About this exercise: Pull every line containing "shorts" from the data.

##########

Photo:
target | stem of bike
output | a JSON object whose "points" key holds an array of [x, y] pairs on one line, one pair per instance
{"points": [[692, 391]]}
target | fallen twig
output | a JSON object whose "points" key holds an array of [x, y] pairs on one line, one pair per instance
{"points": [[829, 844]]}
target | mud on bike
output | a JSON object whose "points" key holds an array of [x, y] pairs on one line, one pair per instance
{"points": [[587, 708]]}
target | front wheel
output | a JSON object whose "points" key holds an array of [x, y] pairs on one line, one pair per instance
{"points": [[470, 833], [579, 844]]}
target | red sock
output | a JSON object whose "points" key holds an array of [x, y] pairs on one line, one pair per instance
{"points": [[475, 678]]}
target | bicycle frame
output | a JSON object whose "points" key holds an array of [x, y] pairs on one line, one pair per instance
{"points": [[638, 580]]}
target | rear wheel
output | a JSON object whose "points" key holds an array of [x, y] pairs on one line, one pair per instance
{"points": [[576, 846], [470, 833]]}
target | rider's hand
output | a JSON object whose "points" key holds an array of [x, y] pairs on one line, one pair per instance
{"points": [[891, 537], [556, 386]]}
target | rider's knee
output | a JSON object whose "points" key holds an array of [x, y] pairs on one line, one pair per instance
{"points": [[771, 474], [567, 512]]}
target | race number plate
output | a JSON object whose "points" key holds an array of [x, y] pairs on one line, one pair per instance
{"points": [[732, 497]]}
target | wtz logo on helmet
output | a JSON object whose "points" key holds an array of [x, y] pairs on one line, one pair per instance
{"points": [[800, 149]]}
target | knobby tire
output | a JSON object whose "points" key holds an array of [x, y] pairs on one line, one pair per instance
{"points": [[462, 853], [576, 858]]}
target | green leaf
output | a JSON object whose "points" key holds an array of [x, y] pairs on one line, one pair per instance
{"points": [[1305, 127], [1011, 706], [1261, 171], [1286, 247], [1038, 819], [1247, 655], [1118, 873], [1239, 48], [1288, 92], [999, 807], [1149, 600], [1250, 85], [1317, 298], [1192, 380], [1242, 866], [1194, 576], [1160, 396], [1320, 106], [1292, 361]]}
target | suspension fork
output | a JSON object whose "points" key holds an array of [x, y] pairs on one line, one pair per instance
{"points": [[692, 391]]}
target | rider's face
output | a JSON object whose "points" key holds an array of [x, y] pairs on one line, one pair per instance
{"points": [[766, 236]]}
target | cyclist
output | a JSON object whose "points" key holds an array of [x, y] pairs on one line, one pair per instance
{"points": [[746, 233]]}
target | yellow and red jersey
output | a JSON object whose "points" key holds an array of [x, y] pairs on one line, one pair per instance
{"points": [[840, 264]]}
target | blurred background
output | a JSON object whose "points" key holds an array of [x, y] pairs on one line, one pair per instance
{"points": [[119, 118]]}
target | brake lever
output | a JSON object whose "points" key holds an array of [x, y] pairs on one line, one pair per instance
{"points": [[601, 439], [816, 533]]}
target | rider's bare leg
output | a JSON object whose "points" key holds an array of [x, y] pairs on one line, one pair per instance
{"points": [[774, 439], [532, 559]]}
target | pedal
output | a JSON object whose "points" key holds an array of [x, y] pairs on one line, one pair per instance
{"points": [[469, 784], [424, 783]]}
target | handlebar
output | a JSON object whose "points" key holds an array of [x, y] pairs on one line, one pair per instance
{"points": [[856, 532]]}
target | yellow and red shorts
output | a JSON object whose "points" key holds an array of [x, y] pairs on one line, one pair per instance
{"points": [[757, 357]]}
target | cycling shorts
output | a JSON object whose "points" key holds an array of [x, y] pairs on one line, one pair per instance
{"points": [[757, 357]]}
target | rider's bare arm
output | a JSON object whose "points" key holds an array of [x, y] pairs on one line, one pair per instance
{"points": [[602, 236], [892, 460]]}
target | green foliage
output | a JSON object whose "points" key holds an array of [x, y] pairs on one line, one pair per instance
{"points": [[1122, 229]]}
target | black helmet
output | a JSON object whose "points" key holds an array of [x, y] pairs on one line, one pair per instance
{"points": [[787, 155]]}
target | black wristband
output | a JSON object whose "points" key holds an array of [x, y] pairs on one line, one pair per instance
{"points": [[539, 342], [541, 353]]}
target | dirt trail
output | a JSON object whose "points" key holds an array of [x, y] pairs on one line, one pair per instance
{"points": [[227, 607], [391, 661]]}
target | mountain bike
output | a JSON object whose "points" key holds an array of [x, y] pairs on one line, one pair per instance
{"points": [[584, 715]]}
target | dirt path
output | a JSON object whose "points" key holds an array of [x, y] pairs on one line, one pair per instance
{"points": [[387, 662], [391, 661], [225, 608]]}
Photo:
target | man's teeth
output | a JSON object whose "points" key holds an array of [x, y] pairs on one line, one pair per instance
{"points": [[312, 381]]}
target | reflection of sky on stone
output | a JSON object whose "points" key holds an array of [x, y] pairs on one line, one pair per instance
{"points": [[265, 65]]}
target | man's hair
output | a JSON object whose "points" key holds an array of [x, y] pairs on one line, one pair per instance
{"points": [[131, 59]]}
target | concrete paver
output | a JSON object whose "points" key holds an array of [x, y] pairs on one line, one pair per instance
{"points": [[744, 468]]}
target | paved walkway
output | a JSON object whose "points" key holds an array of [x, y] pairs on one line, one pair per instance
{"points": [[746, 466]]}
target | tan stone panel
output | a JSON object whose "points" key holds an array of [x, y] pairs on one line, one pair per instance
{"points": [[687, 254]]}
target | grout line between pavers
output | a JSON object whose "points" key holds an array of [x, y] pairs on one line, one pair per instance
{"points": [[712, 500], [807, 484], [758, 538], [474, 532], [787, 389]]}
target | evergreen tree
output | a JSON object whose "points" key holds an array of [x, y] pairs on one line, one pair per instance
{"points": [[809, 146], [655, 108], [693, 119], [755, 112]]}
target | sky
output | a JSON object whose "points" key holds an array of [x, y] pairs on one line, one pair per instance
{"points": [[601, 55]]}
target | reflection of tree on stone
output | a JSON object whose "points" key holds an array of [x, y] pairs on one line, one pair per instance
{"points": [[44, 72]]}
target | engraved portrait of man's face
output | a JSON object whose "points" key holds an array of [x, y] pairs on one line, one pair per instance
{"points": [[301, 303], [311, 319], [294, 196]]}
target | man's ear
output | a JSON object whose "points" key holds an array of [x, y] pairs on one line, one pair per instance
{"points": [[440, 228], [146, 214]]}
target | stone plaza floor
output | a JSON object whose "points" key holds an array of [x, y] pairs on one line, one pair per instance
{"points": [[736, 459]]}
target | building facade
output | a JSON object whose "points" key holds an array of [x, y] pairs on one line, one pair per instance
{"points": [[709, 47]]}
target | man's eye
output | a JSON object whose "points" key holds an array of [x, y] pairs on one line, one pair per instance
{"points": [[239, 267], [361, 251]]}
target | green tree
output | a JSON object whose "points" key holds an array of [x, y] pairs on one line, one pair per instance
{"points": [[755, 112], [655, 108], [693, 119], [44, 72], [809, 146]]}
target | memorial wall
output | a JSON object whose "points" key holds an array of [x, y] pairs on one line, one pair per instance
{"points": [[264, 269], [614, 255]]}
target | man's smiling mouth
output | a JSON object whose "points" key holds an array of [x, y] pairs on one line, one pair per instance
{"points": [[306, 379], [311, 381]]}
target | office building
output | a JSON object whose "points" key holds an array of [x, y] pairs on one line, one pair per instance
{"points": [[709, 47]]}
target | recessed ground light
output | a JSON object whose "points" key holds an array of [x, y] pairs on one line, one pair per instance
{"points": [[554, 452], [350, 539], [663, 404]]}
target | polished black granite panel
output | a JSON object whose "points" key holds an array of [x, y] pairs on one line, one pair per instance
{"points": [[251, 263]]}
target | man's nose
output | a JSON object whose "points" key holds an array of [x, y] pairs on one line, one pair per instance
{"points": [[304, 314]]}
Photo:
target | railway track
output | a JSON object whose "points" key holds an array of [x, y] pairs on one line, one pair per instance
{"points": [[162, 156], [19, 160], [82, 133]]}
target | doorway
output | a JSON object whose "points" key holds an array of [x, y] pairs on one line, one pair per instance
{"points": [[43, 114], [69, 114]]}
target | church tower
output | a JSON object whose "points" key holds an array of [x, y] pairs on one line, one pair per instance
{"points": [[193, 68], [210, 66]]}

##########

Result of this exercise:
target | yellow and red shorts
target | cycling shorts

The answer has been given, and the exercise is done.